=== EXERCISE INPUTS ===

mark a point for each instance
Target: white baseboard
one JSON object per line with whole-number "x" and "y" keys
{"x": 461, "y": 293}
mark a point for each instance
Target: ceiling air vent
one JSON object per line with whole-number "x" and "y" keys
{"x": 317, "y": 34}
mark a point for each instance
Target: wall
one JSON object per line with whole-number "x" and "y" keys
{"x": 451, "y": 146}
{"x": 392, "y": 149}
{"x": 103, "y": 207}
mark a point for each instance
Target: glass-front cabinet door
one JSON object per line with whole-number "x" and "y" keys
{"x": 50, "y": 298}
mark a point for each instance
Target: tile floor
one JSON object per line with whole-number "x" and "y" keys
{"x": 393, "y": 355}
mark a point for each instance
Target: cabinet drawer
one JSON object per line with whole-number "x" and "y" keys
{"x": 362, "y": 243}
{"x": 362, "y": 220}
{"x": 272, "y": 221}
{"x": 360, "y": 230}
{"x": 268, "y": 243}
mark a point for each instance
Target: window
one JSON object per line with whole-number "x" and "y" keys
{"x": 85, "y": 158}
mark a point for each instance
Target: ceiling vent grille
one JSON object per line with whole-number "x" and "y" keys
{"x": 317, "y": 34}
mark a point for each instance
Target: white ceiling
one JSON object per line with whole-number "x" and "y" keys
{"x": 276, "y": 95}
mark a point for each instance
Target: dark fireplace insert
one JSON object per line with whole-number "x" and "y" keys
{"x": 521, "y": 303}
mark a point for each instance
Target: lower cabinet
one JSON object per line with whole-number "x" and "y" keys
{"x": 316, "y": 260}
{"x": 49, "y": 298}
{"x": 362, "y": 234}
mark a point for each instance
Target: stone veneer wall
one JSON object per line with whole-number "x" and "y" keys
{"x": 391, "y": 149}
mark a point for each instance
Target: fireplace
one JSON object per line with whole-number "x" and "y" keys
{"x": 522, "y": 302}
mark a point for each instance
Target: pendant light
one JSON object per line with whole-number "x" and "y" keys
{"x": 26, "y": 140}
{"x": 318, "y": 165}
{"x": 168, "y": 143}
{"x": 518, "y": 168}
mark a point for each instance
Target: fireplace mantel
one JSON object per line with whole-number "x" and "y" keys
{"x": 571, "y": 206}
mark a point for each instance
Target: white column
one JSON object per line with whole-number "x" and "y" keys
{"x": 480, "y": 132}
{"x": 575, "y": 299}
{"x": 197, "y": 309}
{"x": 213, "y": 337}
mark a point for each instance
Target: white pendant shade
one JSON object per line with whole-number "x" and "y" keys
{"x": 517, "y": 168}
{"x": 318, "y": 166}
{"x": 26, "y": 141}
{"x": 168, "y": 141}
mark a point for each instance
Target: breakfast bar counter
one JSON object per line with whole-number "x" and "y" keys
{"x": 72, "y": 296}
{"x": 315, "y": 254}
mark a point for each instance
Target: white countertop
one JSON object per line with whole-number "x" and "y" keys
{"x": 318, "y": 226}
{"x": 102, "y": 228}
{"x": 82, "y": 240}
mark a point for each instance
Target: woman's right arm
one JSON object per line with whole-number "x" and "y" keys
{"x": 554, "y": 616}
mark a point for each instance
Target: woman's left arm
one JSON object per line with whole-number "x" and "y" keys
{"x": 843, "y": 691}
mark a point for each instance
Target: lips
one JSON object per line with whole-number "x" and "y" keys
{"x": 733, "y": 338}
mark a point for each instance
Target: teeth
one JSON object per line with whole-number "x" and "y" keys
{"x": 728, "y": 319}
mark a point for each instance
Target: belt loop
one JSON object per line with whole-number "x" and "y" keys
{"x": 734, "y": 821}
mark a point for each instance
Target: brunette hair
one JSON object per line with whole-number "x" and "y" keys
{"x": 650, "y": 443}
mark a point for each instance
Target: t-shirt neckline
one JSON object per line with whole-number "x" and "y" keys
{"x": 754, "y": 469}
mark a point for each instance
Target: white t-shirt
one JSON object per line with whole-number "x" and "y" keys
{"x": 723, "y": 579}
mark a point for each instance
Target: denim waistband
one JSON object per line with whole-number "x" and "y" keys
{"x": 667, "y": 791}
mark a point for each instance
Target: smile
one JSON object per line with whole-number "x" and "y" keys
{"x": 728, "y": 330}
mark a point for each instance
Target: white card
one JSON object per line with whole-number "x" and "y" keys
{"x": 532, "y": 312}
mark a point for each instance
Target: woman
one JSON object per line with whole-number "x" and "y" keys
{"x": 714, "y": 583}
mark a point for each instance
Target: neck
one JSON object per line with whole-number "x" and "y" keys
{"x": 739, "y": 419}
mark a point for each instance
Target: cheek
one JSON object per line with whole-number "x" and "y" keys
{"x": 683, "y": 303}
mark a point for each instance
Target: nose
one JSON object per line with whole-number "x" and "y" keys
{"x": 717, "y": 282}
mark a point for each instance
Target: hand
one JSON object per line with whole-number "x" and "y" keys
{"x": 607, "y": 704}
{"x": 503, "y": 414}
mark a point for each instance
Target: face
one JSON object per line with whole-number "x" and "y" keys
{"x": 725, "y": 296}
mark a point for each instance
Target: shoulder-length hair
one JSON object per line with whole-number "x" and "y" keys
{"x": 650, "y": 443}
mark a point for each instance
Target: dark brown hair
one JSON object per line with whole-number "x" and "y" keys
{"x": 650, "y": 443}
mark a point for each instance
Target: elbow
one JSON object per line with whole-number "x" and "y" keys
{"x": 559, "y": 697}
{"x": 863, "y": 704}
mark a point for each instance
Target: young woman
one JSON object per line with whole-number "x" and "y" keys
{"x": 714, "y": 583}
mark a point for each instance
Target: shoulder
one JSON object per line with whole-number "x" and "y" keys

===

Going through the entries above line by line, work out how many lines include the word "shoulder". Only the number is required.

REPLY TO THE EXERCISE. 2